◆ QUOTED PASSAGE ◆
______________________________

Money Monday: Credit FAQ for Homebuyers

Money Monday: Credit FAQ for Homebuyers

Money Monday: Credit FAQ for Homebuyers

Six questions that all prospective homebuyers should know the answers to.

Published November 5, 2012

While there may be lingering questions about taking the leap in purchasing a home, the elements of the home buying process combined with stabilizing home values make it the right time to consider buying your first home. Preparation is key, however, to making sure that you have placed your best foot forward when searching for a home mortgage.

Here’s an FAQ to keep in mind when shopping around for a mortgage:

Q:  What are the current interest rates and the best places to get a mortgage?

A:  Interest rates can fluctuate. For example, recently rates for a 30-year, fixed-rate mortgages were about 3.62 percent. These rates typically fluctuate on a daily basis and may not be applicable to your specific situation (a low credit rating, for example, can impact your ability to get the lowest market rates), so talk to your lender about your options. When selecting lenders you’ll have the option of working with a local bank, a credit union, an online lender, or a mortgage broker (who will “shop” your application around to any or all of the lender types mentioned here).

Q:  So, what is a FICO score?

A:  This is a numerical, computer-generated statistical grade that automatically evaluates all the information in your credit profile and generates a number that lenders use as a parameter when approving or turning down loan applications. Your FICO (which stands for Fair, Isaac and Company) score isn’t the only deciding factor during the loan approval process, but it is an important one. The FICO score is calculated from several different pieces of credit data in your credit report, and is grouped by payment history, amounts owed, length of credit history, new credit and types of credit used. Credit scores generally range from 300 to 850.

Q: How do I find out my credit score?

______________________________

◆ DATASET ROWS ◆
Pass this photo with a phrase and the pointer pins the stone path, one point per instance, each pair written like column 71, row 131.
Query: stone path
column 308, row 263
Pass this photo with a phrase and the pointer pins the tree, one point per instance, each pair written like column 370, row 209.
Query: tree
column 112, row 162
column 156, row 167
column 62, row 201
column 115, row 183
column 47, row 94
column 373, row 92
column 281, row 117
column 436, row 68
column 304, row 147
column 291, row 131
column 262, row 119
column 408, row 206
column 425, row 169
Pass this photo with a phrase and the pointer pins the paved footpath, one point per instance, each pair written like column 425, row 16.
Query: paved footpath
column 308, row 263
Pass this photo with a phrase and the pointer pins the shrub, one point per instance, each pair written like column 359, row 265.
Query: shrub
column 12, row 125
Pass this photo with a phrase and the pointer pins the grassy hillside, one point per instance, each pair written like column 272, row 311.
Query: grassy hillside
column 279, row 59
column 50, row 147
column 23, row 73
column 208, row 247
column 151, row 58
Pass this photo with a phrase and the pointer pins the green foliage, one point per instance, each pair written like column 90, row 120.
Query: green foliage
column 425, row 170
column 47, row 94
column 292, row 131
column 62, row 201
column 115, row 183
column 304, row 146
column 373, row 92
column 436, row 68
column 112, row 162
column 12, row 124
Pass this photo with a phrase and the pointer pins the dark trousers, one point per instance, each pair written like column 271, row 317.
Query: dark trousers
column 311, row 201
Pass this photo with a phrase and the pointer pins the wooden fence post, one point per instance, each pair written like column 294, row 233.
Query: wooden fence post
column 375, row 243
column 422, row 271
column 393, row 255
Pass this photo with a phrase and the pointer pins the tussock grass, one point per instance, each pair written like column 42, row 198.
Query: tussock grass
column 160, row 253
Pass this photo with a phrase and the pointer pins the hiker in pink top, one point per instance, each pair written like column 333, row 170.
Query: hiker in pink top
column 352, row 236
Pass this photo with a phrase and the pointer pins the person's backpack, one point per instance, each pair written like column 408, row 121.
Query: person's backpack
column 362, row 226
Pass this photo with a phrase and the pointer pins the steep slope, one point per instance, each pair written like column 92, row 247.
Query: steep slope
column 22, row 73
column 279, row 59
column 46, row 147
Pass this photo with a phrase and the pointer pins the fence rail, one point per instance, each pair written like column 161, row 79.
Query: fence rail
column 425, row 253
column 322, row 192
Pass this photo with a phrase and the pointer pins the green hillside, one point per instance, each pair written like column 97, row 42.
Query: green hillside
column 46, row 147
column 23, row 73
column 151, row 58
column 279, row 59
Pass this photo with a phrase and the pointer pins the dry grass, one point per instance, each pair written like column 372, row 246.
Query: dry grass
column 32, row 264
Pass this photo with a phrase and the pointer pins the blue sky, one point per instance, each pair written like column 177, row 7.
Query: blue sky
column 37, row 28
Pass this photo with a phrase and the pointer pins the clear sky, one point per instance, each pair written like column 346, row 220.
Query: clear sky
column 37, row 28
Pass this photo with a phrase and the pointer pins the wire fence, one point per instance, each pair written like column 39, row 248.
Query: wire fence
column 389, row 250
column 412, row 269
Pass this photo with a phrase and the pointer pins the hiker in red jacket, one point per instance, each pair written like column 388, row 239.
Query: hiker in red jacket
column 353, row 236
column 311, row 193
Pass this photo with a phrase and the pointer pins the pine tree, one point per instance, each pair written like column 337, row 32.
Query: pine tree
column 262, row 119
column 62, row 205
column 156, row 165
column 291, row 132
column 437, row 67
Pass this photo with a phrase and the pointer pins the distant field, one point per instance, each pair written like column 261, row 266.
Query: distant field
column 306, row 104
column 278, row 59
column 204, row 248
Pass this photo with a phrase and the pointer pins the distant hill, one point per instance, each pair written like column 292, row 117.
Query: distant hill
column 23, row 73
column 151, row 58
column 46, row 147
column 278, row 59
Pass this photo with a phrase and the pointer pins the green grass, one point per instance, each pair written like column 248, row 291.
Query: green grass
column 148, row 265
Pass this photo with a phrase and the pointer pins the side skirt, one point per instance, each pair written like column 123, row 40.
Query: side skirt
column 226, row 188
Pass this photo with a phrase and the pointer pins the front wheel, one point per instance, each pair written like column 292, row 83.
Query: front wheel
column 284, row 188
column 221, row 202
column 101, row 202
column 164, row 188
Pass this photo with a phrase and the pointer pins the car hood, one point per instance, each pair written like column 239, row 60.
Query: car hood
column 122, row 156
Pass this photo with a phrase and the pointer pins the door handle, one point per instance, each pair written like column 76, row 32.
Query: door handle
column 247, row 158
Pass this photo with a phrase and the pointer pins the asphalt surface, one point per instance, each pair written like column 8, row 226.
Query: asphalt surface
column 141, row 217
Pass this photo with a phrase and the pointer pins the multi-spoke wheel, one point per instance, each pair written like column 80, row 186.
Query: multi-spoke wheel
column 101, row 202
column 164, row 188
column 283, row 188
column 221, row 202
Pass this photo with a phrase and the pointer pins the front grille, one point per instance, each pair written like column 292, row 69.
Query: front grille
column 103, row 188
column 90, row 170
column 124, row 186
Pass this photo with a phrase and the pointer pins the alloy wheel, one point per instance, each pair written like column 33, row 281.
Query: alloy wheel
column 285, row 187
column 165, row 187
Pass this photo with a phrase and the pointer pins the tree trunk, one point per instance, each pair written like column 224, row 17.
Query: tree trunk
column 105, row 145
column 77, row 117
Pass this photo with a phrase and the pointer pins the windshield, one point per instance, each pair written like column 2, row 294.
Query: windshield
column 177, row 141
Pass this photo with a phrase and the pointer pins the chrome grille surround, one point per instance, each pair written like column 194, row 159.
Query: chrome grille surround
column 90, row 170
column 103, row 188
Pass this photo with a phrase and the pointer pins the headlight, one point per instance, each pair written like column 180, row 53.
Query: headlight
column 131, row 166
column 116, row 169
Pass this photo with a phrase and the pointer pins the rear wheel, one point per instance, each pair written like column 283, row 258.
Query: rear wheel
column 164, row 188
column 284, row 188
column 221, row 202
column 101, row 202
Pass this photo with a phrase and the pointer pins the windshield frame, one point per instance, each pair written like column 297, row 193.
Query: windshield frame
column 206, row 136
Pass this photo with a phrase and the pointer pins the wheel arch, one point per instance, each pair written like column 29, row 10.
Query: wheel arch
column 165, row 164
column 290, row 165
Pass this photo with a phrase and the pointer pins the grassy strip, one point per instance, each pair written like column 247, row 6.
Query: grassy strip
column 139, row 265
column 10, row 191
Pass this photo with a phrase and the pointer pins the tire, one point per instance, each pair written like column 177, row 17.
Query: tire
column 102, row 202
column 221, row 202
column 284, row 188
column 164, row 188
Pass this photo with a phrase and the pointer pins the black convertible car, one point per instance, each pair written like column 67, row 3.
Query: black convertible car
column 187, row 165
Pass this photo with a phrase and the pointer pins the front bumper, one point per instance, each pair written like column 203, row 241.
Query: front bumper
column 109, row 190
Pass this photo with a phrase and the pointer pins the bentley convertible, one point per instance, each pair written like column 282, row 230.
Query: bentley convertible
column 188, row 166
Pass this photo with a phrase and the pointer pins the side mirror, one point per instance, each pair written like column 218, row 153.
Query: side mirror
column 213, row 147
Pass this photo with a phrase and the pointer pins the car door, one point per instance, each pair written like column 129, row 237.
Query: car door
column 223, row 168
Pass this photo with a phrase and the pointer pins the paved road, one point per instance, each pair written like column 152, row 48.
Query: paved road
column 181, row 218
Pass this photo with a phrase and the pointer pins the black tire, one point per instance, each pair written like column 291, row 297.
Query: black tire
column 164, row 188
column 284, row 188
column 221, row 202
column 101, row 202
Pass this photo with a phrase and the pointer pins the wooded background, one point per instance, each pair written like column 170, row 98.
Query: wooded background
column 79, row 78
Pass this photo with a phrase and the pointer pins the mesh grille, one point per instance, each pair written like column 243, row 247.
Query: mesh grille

______________________________

◆ TO BE DONE ◆
(A) Answer these from the homebuyer credit FAQ, one per line:
(i) About what rate did 30-year, fixed-rate mortgages carry recently?
(ii) What does FICO stand for?
(iii) What range do credit scores generally fall within?
(B) Retype the homebuyer credit FAQ from "Six questions that" to "a home mortgage.".
The records were drawn from a different source than the credit FAQ.

◆ WRITTEN RESPONSES ◆
(A)
(i) About 3.62 percent
(ii) Fair, Isaac and Company
(iii) 300 to 850

(B)
Six questions that all prospective homebuyers should know the answers to.

Published November 5, 2012

While there may be lingering questions about taking the leap in purchasing a home, the elements of the home buying process combined with stabilizing home values make it the right time to consider buying your first home. Preparation is key, however, to making sure that you have placed your best foot forward when searching for a home mortgage.